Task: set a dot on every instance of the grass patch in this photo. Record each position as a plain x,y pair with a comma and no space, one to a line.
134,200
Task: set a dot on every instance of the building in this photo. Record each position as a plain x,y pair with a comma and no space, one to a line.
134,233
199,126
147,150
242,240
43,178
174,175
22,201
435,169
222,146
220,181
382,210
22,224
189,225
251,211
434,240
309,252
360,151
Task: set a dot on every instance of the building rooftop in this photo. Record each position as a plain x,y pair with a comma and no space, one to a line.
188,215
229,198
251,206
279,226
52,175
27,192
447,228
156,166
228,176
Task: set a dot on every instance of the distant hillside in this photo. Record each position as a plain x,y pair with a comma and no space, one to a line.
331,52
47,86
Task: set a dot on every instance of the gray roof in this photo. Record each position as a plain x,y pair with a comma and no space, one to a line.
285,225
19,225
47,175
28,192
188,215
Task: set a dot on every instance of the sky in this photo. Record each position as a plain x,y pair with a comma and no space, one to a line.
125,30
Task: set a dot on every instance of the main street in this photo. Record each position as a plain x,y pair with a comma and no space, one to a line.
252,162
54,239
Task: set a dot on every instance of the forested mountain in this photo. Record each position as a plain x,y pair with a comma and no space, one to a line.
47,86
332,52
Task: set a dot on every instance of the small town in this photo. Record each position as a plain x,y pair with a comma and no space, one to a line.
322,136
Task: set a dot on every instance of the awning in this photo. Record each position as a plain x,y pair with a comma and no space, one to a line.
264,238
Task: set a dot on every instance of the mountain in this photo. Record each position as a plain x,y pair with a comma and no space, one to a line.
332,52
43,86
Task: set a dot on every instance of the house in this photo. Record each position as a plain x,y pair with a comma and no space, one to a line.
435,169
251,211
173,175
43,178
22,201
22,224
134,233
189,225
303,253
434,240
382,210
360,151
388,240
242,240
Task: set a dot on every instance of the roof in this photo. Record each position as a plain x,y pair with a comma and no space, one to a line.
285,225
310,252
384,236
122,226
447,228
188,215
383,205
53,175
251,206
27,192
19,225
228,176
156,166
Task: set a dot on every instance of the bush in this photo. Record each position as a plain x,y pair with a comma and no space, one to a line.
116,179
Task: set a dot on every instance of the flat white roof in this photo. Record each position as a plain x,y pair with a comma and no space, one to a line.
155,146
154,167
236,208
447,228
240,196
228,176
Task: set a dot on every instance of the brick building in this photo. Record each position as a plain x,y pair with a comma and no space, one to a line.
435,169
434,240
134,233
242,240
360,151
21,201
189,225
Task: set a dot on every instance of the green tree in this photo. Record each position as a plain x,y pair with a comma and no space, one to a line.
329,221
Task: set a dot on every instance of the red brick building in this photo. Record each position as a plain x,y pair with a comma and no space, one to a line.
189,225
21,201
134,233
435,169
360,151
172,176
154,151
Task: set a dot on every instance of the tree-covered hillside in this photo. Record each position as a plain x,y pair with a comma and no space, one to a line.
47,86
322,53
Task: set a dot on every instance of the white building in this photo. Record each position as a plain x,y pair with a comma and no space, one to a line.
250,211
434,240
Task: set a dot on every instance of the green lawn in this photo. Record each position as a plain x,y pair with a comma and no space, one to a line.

★ ★ ★

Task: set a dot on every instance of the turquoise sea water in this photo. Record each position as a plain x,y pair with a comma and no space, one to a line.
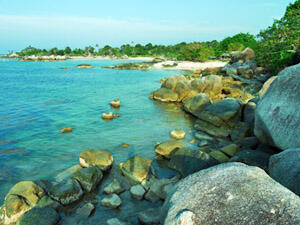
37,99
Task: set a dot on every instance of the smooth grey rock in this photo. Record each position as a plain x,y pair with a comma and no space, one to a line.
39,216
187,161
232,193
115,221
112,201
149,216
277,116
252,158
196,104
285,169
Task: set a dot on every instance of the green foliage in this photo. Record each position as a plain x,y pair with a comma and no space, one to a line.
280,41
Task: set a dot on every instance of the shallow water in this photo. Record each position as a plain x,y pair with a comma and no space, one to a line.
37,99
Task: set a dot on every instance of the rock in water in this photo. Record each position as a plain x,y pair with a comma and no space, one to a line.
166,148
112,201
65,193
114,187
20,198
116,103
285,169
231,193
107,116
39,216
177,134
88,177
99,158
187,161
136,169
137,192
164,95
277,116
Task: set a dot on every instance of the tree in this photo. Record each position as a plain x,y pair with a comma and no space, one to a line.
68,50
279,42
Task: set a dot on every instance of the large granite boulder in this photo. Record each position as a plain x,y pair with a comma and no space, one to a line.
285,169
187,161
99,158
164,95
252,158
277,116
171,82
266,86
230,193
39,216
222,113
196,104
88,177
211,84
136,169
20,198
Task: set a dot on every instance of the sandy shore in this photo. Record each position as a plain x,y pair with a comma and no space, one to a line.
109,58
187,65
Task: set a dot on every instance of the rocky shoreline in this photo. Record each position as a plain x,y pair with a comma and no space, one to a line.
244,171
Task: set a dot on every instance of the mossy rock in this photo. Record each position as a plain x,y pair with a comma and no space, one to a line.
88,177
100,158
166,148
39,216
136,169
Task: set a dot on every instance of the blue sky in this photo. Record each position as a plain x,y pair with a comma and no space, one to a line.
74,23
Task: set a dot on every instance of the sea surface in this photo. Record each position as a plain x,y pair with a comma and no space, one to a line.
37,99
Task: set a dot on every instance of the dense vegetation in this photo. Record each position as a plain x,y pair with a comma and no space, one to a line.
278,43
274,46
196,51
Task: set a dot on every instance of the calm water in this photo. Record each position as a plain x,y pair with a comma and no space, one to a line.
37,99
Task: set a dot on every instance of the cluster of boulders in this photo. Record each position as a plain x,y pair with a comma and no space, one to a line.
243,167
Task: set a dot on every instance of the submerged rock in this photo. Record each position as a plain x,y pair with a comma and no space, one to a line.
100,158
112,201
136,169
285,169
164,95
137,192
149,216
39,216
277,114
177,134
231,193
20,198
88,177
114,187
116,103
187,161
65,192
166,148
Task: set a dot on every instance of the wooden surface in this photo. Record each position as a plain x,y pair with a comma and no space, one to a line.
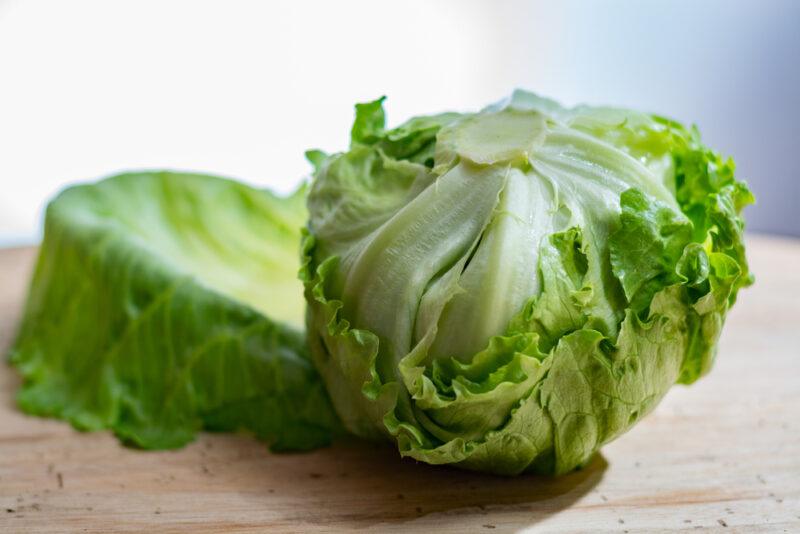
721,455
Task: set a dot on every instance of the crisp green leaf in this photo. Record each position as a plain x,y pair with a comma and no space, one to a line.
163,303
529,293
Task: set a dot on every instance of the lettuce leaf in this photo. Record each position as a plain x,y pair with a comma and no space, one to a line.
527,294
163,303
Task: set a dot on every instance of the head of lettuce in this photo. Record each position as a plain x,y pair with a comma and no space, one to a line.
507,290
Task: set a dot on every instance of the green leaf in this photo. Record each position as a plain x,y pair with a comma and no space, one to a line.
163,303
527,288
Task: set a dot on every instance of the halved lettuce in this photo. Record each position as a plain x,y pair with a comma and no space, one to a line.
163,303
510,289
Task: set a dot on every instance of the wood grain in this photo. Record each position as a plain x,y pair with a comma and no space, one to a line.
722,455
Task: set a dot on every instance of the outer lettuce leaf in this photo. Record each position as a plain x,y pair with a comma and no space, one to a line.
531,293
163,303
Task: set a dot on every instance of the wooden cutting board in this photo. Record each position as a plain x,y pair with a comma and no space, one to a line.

★ ★ ★

| Exercise |
Your answer must consist solely of the lines above between the line holding "Task: set a dot on every instance of the green leaf" and the line holding "Task: set a dot on every instance of the wooden cutting", inclusive, copied exactly.

| Written reply |
Task: set a dot on every instance of the green leaf in this photo. Record each position as a plain x,y pair with a comma and no space, one to a line.
163,303
527,288
Task: set a dot on every instance of the halved lettuce in this photo. Record each position as a plain x,y pair with a comma and no space, one to a line.
163,303
510,289
Task: set a dot on every instance of the wood grain in this photo. Record each position as a plain x,y pair with a comma and no space, one to a line.
722,455
Task: set a dot on every instance of the outer lettuce leaf in this photo. Record each position as a plain x,y pair with a comma and no space, one to a line.
531,293
163,303
Task: set a dot on every instance of the wooden cutting board in this photo. Record each position as a plain x,y pair with a comma and no space, one to a line.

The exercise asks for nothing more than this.